───── Text

Der biozyklisch-vegane Anbau geht darüber hinaus und hat zum Ziel, dass auf den zu bewirtschaftenden Flächen möglichst viel Humuserde eingesetzt wird, welche auch direkt als Pflanzsubstrat ohne Zusatz von Erde verwendet werden kann.

Auf diese Weise stellt der biozyklisch-vegane Anbau durch den gezielten Einsatz großer Mengen von Humuserde auf der Basis rein pflanzlicher Komposte (möglichst in Substratqualität) auch ein Mittel zur Beendung und Umkehr von Bodendegradation und Erosion dar.

3.2.2. Biozyklische Humuserde als Kohlenstoff-BUNKER

Darüber hinaus wird die biozyklisch-vegane Landwirtschaft aber auch zur Reduktion der sich in der Atmosphäre befindenden Kohlendioxide einen Beitrag leisten können, insbesondere dann, wenn man dazu übergeht, den Humusgehalt eines Bodens als Hauptproduktionsgrundlage für die landwirtschaftliche und gartenbauliche Erzeugung von Pflanzen zu betrachten und nicht nur als Randerscheinung für die Beurteilung der Bodenfruchtbarkeit. In der biozyklisch-veganen Anbaupraxis werden aus Gründen der Pflanzenernährung und im Sinne einer nachhaltigen Verbesserung der natürlichen Bodenfruchtbarkeit je nach Anbaukultur sehr hohe Mengen an Humuserde eingesetzt. Da Humus zu ca. 40-60% aus Kohlenstoff (C) besteht, können durch die verstärkte Ausbringung von biozyklischer Humuserde auf die Ackerflächen erhebliche Mengen an Kohlenstoff in der organischen Substanz des Bodens gebunden werden. Ein derartiges Vorgehen auf der Grundlage rein pflanzlicher Ausgangsmaterialien hat das Potenzial, Ackerland in CO2-Senken zu transformieren (bislang galten nur Wälder, Moore, Dauergrünland, Savannen, Steppen und Ozeane als solche) und auf diese Weise einen wesentlichen Beitrag zum Klimaschutz zu leisten.

──────────
───── Datenzeilen

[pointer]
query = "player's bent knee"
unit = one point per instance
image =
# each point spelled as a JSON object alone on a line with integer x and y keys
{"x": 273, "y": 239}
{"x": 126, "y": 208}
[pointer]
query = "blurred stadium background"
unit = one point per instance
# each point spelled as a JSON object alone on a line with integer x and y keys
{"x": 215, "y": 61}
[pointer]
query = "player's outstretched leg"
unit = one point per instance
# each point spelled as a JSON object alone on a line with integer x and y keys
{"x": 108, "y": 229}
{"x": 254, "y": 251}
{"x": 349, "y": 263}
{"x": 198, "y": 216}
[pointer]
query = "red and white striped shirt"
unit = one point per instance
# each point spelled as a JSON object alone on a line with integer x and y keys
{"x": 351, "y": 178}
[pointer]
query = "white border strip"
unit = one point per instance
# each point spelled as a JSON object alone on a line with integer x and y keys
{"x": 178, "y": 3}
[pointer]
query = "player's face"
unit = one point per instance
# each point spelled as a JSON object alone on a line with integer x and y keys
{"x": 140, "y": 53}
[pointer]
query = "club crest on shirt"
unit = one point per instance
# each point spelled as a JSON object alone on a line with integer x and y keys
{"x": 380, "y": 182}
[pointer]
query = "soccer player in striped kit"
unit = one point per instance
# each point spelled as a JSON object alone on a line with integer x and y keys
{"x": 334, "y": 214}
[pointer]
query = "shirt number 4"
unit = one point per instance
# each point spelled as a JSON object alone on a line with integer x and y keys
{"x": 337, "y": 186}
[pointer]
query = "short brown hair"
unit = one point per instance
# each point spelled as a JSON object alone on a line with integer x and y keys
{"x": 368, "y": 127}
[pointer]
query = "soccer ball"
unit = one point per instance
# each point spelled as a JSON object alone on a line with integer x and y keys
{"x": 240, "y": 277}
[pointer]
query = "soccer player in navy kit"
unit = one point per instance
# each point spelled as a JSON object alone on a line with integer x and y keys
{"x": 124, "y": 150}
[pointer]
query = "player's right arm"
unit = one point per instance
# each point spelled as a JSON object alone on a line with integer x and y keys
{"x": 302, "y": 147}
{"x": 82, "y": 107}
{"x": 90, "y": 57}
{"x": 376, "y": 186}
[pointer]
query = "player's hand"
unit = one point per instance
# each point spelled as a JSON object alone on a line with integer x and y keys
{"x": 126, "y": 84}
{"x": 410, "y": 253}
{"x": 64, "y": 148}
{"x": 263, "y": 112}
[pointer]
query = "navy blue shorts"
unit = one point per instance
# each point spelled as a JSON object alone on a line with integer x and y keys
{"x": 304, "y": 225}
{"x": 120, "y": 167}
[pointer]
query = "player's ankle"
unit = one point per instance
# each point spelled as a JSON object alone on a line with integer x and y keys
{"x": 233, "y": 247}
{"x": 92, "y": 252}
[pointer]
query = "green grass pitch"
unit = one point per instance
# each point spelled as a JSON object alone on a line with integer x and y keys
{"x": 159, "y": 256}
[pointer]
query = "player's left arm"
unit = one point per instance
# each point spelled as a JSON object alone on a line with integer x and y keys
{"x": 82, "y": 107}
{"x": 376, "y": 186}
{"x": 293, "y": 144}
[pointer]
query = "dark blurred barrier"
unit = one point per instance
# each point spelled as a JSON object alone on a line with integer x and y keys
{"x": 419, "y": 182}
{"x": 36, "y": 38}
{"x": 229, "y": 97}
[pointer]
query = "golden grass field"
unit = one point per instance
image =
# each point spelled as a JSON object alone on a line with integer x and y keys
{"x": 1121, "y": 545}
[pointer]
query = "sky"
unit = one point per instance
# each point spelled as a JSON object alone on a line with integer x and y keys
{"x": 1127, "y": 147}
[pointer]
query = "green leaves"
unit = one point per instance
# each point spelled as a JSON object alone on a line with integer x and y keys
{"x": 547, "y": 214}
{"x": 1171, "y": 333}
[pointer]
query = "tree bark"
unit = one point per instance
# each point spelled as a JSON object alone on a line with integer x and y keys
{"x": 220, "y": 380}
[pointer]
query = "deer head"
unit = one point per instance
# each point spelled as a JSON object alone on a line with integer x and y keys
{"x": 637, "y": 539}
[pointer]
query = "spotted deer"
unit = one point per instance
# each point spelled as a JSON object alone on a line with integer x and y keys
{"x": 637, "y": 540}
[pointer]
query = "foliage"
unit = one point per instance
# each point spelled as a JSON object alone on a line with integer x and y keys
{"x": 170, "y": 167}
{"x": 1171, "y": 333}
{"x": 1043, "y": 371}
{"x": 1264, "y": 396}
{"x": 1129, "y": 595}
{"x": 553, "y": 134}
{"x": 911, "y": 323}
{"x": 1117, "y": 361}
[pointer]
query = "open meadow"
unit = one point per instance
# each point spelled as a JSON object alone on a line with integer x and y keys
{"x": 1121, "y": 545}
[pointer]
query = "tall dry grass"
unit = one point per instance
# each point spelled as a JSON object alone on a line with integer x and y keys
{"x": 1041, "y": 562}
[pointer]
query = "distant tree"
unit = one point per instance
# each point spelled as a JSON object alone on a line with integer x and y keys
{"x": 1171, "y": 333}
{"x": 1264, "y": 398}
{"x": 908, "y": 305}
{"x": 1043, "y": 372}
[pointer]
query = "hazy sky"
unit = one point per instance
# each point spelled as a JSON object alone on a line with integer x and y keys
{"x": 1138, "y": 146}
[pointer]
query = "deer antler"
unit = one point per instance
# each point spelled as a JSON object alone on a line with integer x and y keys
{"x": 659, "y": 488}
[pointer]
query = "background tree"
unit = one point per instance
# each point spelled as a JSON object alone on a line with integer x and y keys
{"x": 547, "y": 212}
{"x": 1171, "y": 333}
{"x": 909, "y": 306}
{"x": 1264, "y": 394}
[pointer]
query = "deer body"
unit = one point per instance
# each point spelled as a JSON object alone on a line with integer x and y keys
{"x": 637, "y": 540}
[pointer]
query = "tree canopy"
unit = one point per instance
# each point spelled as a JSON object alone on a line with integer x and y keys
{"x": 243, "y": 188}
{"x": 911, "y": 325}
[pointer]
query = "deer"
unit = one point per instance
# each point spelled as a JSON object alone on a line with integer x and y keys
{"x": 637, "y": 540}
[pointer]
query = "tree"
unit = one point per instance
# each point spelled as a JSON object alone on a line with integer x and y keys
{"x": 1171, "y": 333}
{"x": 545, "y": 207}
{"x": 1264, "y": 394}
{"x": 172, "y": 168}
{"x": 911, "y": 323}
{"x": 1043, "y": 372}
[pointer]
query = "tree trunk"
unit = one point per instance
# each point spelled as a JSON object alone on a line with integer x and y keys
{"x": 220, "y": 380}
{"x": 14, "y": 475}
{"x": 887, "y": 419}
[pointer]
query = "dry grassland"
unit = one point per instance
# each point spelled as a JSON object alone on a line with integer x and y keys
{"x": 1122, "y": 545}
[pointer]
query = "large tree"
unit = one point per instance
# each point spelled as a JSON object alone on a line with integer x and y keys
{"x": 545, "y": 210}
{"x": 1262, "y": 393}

──────────

Schriftliche Anweisung 1: Führen Sie alles auf, was laut dem Text zum biozyklisch-veganen Anbau bislang als CO2-Senke galt.
Schriftliche Anweisung 2: Ermitteln Sie, wie viele Zeilen der Auflistung die Zeichenfolge „green“ enthalten, wobei Groß- und Kleinschreibung zu beachten ist. Geben Sie ausschließlich die Zahl an.

Fertige Antwort 1: Wälder, Moore, Dauergrünland, Savannen, Steppen und Ozeane

Fertige Antwort 2: 2